[start RECORDED DATA]
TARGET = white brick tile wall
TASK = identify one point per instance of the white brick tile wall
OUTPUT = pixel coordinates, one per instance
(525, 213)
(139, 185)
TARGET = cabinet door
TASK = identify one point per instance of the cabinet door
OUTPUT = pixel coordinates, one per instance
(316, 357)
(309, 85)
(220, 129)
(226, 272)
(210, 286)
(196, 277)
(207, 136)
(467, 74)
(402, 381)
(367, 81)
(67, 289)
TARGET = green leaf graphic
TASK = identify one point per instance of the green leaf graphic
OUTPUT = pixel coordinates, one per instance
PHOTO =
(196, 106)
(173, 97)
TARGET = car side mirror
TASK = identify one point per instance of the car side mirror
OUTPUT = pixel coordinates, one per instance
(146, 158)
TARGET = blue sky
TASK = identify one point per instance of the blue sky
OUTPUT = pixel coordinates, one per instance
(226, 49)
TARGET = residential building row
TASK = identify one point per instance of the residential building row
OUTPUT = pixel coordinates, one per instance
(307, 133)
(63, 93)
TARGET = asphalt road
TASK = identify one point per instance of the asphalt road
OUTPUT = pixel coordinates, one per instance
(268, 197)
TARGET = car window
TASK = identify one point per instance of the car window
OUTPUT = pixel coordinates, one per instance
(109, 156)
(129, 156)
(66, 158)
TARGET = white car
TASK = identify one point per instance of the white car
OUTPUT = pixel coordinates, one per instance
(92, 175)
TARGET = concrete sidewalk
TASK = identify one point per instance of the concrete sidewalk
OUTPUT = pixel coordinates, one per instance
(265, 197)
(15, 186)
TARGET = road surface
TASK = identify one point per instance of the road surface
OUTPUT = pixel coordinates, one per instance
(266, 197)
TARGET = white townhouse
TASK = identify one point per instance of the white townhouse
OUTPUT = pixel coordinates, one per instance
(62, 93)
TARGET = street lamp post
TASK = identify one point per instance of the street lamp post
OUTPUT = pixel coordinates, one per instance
[end RECORDED DATA]
REQUIREMENTS >>
Present every line of the listing above as a numbered list, leaving out any blank lines.

FULL ANSWER >>
1. TARGET = white brick tile wall
2. TASK = identify one point per instance of the white brick tile wall
3. OUTPUT = pixel coordinates, one per instance
4. (525, 213)
5. (139, 185)
6. TARGET = cabinet door
7. TASK = identify one point per instance of the cabinet door
8. OUTPUT = pixel coordinates, one per instance
9. (316, 357)
10. (309, 85)
11. (220, 129)
12. (226, 272)
13. (210, 286)
14. (196, 277)
15. (207, 136)
16. (467, 74)
17. (402, 381)
18. (367, 81)
19. (67, 289)
20. TARGET = green leaf graphic
21. TASK = identify one point per instance of the green leaf graphic
22. OUTPUT = pixel coordinates, one per instance
23. PHOTO =
24. (196, 106)
25. (173, 97)
26. TARGET = car side mirror
27. TASK = identify one point per instance of the car side mirror
28. OUTPUT = pixel coordinates, one per instance
29. (146, 158)
30. TARGET = blue sky
31. TASK = identify one point per instance of the blue sky
32. OUTPUT = pixel coordinates, one per instance
33. (226, 49)
34. TARGET = residential building row
35. TASK = identify one point per instance of the residential building row
36. OUTPUT = pixel coordinates, one per instance
37. (307, 133)
38. (63, 93)
39. TARGET = asphalt road
40. TASK = identify one point per instance of the asphalt road
41. OUTPUT = pixel coordinates, one per instance
42. (268, 197)
43. TARGET = car window
44. TASK = identify one point per instance of the car window
45. OUTPUT = pixel coordinates, one per instance
46. (109, 156)
47. (129, 156)
48. (66, 158)
49. TARGET = white car
50. TASK = identify one point per instance of the white car
51. OUTPUT = pixel coordinates, one per instance
52. (92, 175)
53. TARGET = concrete sidewalk
54. TASK = identify one point per instance of the concrete sidewalk
55. OUTPUT = pixel coordinates, one per instance
56. (265, 197)
57. (15, 186)
58. TARGET = road surface
59. TASK = identify one point per instance of the road surface
60. OUTPUT = pixel coordinates, one per instance
61. (266, 197)
62. TARGET = white townhouse
63. TASK = identify one point per instance of the white townhouse
64. OUTPUT = pixel coordinates, one per instance
65. (62, 93)
66. TARGET = street lamp post
67. TASK = identify one point per instance of the street lamp post
68. OUTPUT = pixel coordinates, one per instance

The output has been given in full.